━━━ RECORD EXTRACTS
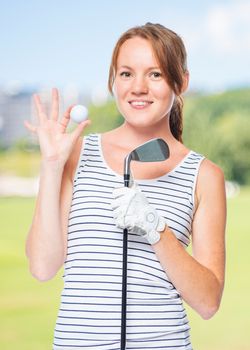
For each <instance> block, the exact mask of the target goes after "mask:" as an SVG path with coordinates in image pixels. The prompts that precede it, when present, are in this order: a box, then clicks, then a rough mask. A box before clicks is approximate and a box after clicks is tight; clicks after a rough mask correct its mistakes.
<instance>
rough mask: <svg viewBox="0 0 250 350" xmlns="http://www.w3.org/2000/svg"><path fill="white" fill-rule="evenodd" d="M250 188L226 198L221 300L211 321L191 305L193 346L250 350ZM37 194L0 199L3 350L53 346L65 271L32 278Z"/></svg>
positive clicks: (191, 315)
mask: <svg viewBox="0 0 250 350" xmlns="http://www.w3.org/2000/svg"><path fill="white" fill-rule="evenodd" d="M249 208H250V189H249V188H245V189H242V190H241V193H240V195H238V196H237V197H235V198H230V199H228V224H227V273H226V286H225V291H224V297H223V302H222V305H221V308H220V310H219V312H218V313H217V314H216V315H215V316H214V317H213V318H212V319H211V320H209V321H204V320H202V319H201V318H200V317H199V316H198V315H196V314H195V313H194V312H193V311H192V310H191V309H190V308H187V309H188V314H189V317H190V323H191V328H192V330H191V336H192V342H193V346H194V350H249V349H250V346H249V340H248V332H249V329H250V317H249V311H250V301H249V293H250V279H249V271H248V270H249V252H248V251H247V250H248V249H249V243H250V238H249V223H248V215H249ZM33 210H34V199H26V198H0V212H1V236H0V263H1V285H0V293H1V299H0V308H1V318H0V319H1V335H0V349H2V350H47V349H48V350H51V344H52V339H53V329H54V324H55V319H56V315H57V310H58V307H59V302H60V292H61V288H62V280H61V276H62V271H60V272H59V273H58V275H57V277H56V278H54V279H53V280H52V281H48V282H46V283H41V282H38V281H36V280H34V279H33V278H32V277H31V276H30V274H29V271H28V265H27V260H26V257H25V253H24V245H25V237H26V234H27V231H28V228H29V225H30V222H31V218H32V215H33Z"/></svg>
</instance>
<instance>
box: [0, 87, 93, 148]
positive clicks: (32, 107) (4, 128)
mask: <svg viewBox="0 0 250 350" xmlns="http://www.w3.org/2000/svg"><path fill="white" fill-rule="evenodd" d="M34 92H37V90H36V91H33V90H24V89H19V90H16V91H10V90H6V89H1V87H0V148H9V147H12V146H13V145H15V144H16V143H17V142H19V141H20V140H26V141H27V142H29V141H33V142H34V138H33V137H32V135H31V134H30V133H29V132H28V130H27V129H26V128H25V126H24V120H28V121H31V123H32V124H36V123H37V116H36V111H35V107H34V103H33V101H32V95H33V93H34ZM39 95H40V97H41V100H42V103H43V106H44V109H45V110H46V112H47V113H49V110H50V103H51V90H50V89H48V88H47V89H40V90H39ZM89 102H90V97H89V96H87V95H86V94H83V93H80V92H79V91H78V90H77V89H76V88H74V87H72V86H68V87H66V88H65V89H63V90H62V93H61V96H60V111H61V114H62V113H63V112H64V111H65V109H66V107H68V106H69V105H71V104H78V103H81V104H85V105H88V104H89Z"/></svg>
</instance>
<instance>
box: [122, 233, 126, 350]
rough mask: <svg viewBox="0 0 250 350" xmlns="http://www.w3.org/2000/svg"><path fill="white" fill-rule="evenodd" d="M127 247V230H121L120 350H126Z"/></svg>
mask: <svg viewBox="0 0 250 350" xmlns="http://www.w3.org/2000/svg"><path fill="white" fill-rule="evenodd" d="M127 246H128V230H127V229H126V228H125V229H124V230H123V266H122V271H123V274H122V320H121V350H125V349H126V312H127Z"/></svg>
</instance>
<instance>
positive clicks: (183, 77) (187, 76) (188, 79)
mask: <svg viewBox="0 0 250 350" xmlns="http://www.w3.org/2000/svg"><path fill="white" fill-rule="evenodd" d="M188 84H189V71H188V70H187V71H186V72H185V73H184V76H183V84H182V89H181V93H182V94H183V93H184V92H185V91H186V90H187V88H188Z"/></svg>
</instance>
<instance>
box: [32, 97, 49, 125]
mask: <svg viewBox="0 0 250 350" xmlns="http://www.w3.org/2000/svg"><path fill="white" fill-rule="evenodd" d="M33 98H34V102H35V107H36V111H37V115H38V119H39V121H40V123H42V122H44V121H46V120H47V119H48V118H47V116H46V113H45V112H44V109H43V106H42V103H41V100H40V97H39V95H38V94H34V96H33Z"/></svg>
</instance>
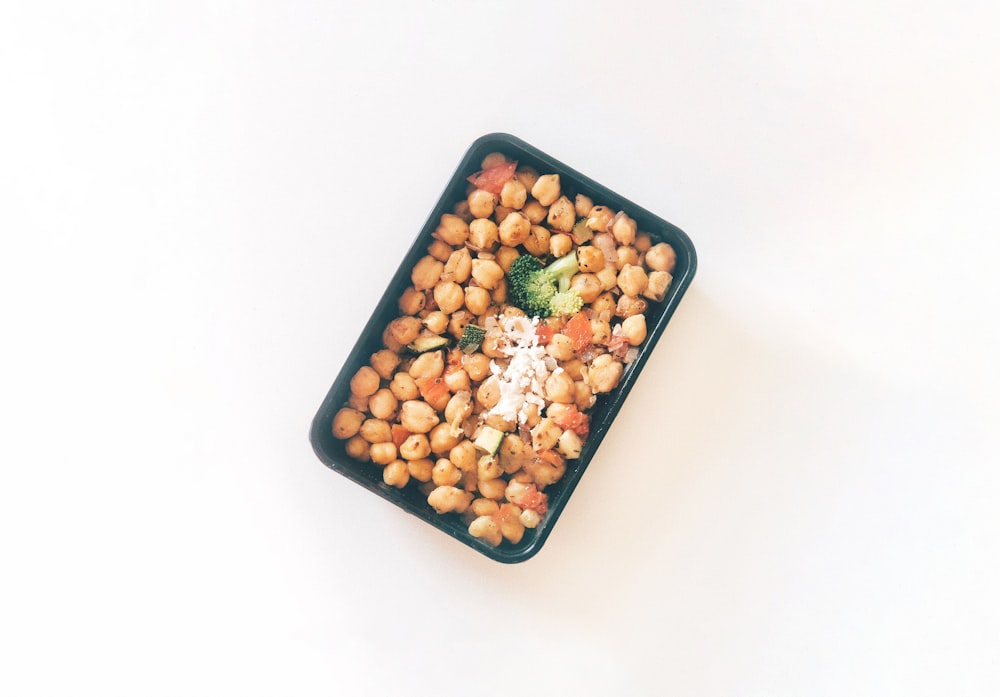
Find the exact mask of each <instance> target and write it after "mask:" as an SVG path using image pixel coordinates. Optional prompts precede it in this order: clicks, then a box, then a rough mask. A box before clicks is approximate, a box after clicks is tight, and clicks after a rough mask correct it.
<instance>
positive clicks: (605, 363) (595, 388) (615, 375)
mask: <svg viewBox="0 0 1000 697" xmlns="http://www.w3.org/2000/svg"><path fill="white" fill-rule="evenodd" d="M623 370H624V368H623V366H622V364H621V363H619V362H618V361H616V360H615V359H614V356H612V355H611V354H610V353H602V354H601V355H600V356H598V357H597V358H595V359H594V362H593V363H591V364H590V370H589V371H588V374H587V377H588V379H589V381H590V389H591V390H593V391H594V392H595V393H602V392H610V391H611V390H613V389H615V388H616V387H617V386H618V381H619V380H621V377H622V372H623Z"/></svg>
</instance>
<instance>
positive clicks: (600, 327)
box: [590, 319, 611, 346]
mask: <svg viewBox="0 0 1000 697" xmlns="http://www.w3.org/2000/svg"><path fill="white" fill-rule="evenodd" d="M590 332H591V334H592V335H593V336H592V337H591V339H590V341H591V343H593V344H596V345H597V346H606V345H607V343H608V340H609V339H610V338H611V323H610V322H608V321H607V320H602V319H592V320H590Z"/></svg>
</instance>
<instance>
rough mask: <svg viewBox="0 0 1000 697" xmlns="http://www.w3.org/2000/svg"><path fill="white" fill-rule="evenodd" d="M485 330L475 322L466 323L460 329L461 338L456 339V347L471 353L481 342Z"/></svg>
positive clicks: (484, 331)
mask: <svg viewBox="0 0 1000 697" xmlns="http://www.w3.org/2000/svg"><path fill="white" fill-rule="evenodd" d="M485 336H486V330H485V329H483V328H482V327H480V326H479V325H477V324H467V325H465V329H463V330H462V338H461V339H459V340H458V347H459V348H460V349H462V350H463V351H465V352H466V353H472V352H473V351H475V350H476V349H477V348H479V345H480V344H481V343H483V338H485Z"/></svg>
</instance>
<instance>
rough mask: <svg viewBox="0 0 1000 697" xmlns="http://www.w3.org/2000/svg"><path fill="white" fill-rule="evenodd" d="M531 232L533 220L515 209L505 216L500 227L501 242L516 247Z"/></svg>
mask: <svg viewBox="0 0 1000 697" xmlns="http://www.w3.org/2000/svg"><path fill="white" fill-rule="evenodd" d="M508 183H509V182H508ZM530 232H531V221H529V220H528V218H527V216H525V215H524V214H523V213H521V212H520V211H515V212H513V213H511V214H510V215H508V216H507V217H506V218H504V220H503V222H502V223H500V227H499V229H498V234H499V236H500V242H502V243H503V244H505V245H507V246H509V247H516V246H517V245H519V244H521V243H522V242H524V241H525V240H526V239H528V235H529V233H530Z"/></svg>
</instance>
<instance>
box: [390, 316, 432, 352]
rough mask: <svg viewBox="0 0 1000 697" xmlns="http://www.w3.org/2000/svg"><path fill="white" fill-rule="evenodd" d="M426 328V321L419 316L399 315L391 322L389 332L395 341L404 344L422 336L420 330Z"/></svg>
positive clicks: (406, 343) (408, 343) (407, 343)
mask: <svg viewBox="0 0 1000 697" xmlns="http://www.w3.org/2000/svg"><path fill="white" fill-rule="evenodd" d="M423 328H424V323H423V322H421V321H420V319H419V318H417V317H410V316H408V315H407V316H405V317H397V318H396V319H394V320H392V321H391V322H389V333H390V334H392V338H393V339H394V340H395V341H398V342H399V343H401V344H403V345H404V346H405V345H406V344H409V343H412V342H413V340H414V339H416V338H417V337H418V336H420V330H421V329H423Z"/></svg>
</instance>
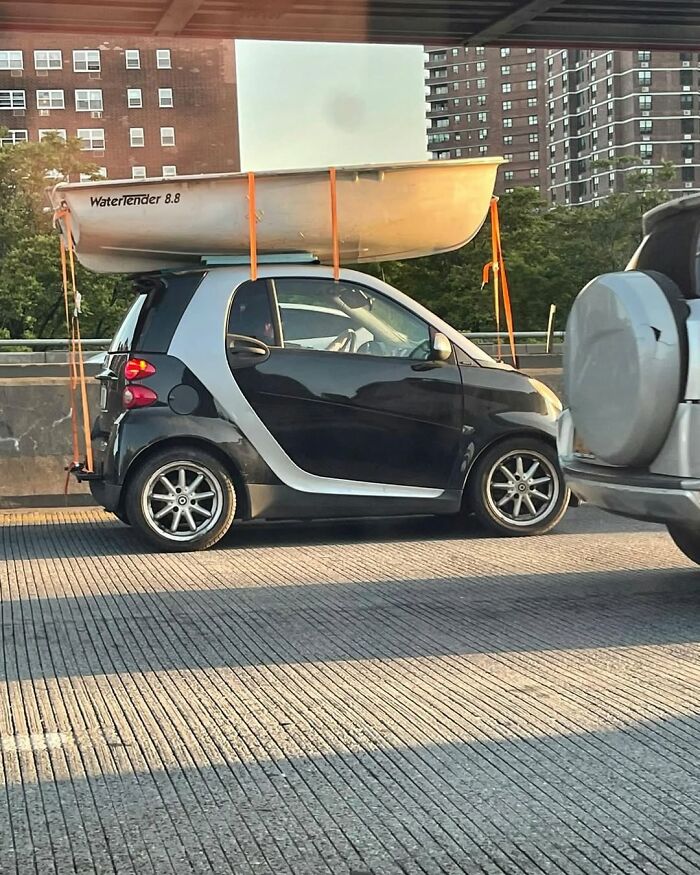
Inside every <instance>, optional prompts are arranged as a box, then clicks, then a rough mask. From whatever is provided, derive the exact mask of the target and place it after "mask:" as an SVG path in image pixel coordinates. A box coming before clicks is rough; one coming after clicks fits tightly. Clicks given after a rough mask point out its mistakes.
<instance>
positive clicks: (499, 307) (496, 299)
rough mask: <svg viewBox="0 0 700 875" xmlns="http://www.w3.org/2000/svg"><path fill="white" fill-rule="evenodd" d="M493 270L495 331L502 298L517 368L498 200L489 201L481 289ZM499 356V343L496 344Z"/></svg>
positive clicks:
━━━━━━
DIRECTIONS FOR THIS TASK
From the rows above, pull out every line that contains the string "positive". Case matters.

WRITTEN SOLUTION
positive clicks: (191, 315)
positive clicks: (32, 107) (4, 128)
positive clicks: (183, 77) (187, 76) (188, 79)
positive clicks: (605, 363) (595, 388) (615, 375)
positive clicks: (600, 327)
positive clicks: (484, 331)
positive clicks: (406, 343) (408, 343) (407, 343)
positive clicks: (499, 307) (496, 299)
positive clicks:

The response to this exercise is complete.